— start —

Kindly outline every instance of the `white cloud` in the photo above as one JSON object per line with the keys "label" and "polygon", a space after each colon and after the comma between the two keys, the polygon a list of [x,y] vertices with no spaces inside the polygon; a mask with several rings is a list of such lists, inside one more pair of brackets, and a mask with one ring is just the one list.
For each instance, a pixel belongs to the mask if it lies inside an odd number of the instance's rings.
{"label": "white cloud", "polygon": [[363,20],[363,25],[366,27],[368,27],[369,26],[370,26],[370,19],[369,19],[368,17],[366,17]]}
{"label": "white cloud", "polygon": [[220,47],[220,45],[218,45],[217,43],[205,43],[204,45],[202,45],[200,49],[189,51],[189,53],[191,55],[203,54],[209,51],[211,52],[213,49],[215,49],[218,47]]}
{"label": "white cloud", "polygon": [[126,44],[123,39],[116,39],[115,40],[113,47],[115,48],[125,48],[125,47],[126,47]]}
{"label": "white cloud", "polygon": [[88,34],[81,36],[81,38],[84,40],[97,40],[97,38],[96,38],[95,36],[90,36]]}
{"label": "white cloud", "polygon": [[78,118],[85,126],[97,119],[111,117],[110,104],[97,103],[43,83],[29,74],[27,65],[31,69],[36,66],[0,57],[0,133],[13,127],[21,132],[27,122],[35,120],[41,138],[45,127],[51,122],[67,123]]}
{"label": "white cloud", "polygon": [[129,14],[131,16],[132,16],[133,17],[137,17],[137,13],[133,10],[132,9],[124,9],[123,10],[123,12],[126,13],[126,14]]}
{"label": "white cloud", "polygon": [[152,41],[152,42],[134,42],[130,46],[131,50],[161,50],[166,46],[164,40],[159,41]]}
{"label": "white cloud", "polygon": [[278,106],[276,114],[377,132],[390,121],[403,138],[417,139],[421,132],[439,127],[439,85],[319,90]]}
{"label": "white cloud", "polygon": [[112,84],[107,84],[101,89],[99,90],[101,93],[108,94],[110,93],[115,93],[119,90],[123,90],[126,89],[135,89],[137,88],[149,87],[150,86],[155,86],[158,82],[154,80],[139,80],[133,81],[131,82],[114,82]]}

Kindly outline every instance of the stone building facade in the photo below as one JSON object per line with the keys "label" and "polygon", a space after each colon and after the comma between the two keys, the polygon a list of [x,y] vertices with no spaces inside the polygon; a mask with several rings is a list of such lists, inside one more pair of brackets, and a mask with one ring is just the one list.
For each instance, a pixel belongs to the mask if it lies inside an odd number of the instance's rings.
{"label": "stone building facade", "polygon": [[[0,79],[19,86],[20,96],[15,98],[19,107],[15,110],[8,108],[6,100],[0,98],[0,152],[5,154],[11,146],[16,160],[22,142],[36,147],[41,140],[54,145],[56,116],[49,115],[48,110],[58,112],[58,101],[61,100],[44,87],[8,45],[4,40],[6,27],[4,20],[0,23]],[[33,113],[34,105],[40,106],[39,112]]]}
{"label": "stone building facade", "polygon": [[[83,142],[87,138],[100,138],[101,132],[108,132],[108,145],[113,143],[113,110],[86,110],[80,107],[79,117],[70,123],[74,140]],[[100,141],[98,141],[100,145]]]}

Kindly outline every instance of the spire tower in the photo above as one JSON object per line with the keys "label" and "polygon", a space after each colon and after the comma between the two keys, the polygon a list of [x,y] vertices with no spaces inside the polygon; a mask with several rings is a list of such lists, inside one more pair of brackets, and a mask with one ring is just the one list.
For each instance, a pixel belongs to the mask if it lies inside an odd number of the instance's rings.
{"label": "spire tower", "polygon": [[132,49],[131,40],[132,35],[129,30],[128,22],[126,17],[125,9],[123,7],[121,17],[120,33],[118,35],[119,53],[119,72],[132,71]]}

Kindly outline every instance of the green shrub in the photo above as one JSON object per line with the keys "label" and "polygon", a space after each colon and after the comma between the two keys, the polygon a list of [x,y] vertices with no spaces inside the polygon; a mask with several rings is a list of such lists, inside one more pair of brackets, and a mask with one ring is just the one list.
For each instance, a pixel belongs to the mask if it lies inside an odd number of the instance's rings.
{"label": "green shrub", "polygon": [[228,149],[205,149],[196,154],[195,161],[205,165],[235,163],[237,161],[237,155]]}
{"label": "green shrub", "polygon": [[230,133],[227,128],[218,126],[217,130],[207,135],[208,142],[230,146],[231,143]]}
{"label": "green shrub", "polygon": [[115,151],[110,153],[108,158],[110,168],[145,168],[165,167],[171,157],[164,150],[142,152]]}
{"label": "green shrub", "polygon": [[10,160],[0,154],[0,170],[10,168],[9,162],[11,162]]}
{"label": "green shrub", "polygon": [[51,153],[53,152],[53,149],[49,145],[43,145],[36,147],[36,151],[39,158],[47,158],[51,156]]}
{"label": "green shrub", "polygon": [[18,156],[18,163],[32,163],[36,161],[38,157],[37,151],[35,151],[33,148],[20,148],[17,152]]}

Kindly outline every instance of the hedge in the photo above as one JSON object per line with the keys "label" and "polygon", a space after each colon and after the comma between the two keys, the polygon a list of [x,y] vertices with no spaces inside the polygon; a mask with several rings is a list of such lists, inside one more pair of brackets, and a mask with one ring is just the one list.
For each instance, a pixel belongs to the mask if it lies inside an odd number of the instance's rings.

— end —

■ **SHORT PROBLEM**: Copy all of the records above again, replacing "pixel" with "point" wherever it appears and leaving everything else unchanged.

■ **RESULT**:
Kindly outline every instance of the `white cloud` in the photo above as one JSON object per line with the keys "label" and "polygon", a space after each colon and after the comma between the two keys, the polygon a list of [x,y] vertices with no spaces inside the polygon; a mask with several rings is a list of such lists, inside one more pair of brackets, and a mask with one ring is just the one list.
For each instance, a point belongs to the mask if it lies inside an odd number of the instance's rings.
{"label": "white cloud", "polygon": [[363,20],[363,25],[366,27],[368,27],[369,26],[370,26],[370,19],[369,19],[368,17],[366,17]]}
{"label": "white cloud", "polygon": [[220,47],[220,45],[218,45],[217,43],[205,43],[204,45],[202,45],[200,49],[189,51],[189,53],[191,55],[203,54],[209,51],[211,52],[213,49],[215,49],[218,47]]}
{"label": "white cloud", "polygon": [[126,44],[123,39],[116,39],[115,40],[113,47],[115,48],[125,48],[125,47],[126,47]]}
{"label": "white cloud", "polygon": [[88,34],[81,36],[81,38],[84,40],[97,40],[97,38],[96,38],[95,36],[90,36]]}
{"label": "white cloud", "polygon": [[78,118],[85,126],[97,119],[111,117],[110,104],[97,103],[43,83],[29,74],[27,65],[31,69],[36,66],[0,57],[0,133],[13,127],[21,132],[27,122],[35,120],[41,138],[45,127],[51,122],[67,123]]}
{"label": "white cloud", "polygon": [[129,14],[131,16],[132,16],[133,17],[137,17],[137,13],[133,10],[132,9],[124,9],[123,10],[123,12],[126,13],[126,14]]}
{"label": "white cloud", "polygon": [[152,41],[152,42],[134,42],[130,46],[131,50],[161,50],[166,46],[164,40],[159,41]]}
{"label": "white cloud", "polygon": [[278,106],[276,114],[377,132],[390,121],[403,138],[417,139],[421,132],[439,127],[439,85],[319,90]]}
{"label": "white cloud", "polygon": [[112,84],[107,84],[101,89],[99,90],[101,93],[108,94],[110,93],[115,93],[119,90],[123,90],[126,89],[135,89],[137,88],[149,87],[150,86],[155,86],[158,82],[154,80],[139,80],[133,81],[131,82],[114,82]]}

Kindly outline every instance of the stone building facade in the photo below as one JSON object per line with the keys "label" and "polygon", a space after each colon and after the comma between the two keys, the polygon a list of [x,y] vertices with no spaces inside the polygon; a mask with several rings is a list of such lists, inside one more pair of brackets, and a mask with one ring is just the one list.
For each instance, a point belongs to the mask if it lies inside an odd number of the instance's rings.
{"label": "stone building facade", "polygon": [[[0,79],[19,86],[20,96],[15,98],[19,107],[15,110],[8,108],[6,100],[0,98],[0,152],[5,154],[11,146],[16,160],[22,142],[36,147],[41,140],[54,145],[56,116],[49,115],[48,110],[58,112],[58,101],[61,100],[44,87],[8,45],[4,40],[6,27],[4,20],[0,23]],[[33,113],[34,105],[40,106],[39,112]]]}
{"label": "stone building facade", "polygon": [[[83,142],[87,138],[100,138],[101,132],[108,132],[108,145],[113,143],[113,110],[86,110],[80,107],[79,117],[70,123],[74,140]],[[100,141],[98,141],[100,145]]]}

Kindly outline every instance of the spire tower in the photo above as one JSON object per line with the keys "label" and "polygon", a space after each colon and after the comma between the two keys, the polygon a list of [x,y] vertices with no spaces inside the polygon; a mask with several rings is a list of such lists, inside one more pair of brackets, and a mask with one ring is just the one list.
For each instance, a point belongs to the mask if it lies inside an odd number of the instance's rings.
{"label": "spire tower", "polygon": [[132,49],[131,40],[132,35],[129,30],[128,22],[126,17],[125,9],[123,7],[121,17],[120,33],[118,35],[119,53],[119,72],[132,71]]}

Kindly outline every instance of the green shrub in the photo above as one JSON object per line with the keys "label" and "polygon", a space after each colon and after the comma between the two keys, the polygon a list of [x,y] vertices with no spaces inside the polygon; a mask with several rings is a list of such lists, inside one more pair of brackets, and a mask with one ring is just the one list.
For each instance, a point belongs to the mask if it lies inside an odd number of the instance's rings.
{"label": "green shrub", "polygon": [[228,149],[205,149],[196,154],[195,161],[205,165],[235,163],[237,161],[237,155]]}
{"label": "green shrub", "polygon": [[230,133],[227,128],[218,126],[217,130],[207,135],[208,142],[230,146],[231,143]]}
{"label": "green shrub", "polygon": [[115,151],[110,153],[108,158],[110,168],[145,168],[165,167],[171,157],[164,150],[142,152]]}
{"label": "green shrub", "polygon": [[10,160],[0,154],[0,170],[10,168],[9,162],[11,162]]}
{"label": "green shrub", "polygon": [[51,153],[53,152],[53,149],[49,145],[43,145],[36,147],[36,151],[39,158],[47,158],[51,156]]}
{"label": "green shrub", "polygon": [[18,156],[18,163],[32,163],[36,161],[38,157],[37,151],[35,151],[33,148],[20,148],[17,152]]}

Kindly outline every instance of the hedge in the photo above as one JSON object per line with the keys "label" and "polygon", a space after each colon and after the comma between the two keys, the polygon a list of [x,y] vertices with no spaces inside the polygon; a mask with several rings is a list of such lists, inside one more pair of brackets, and a mask with one ring is just the one list.
For each instance, a point belongs to the mask if it lies inside an odd number of the instance's rings.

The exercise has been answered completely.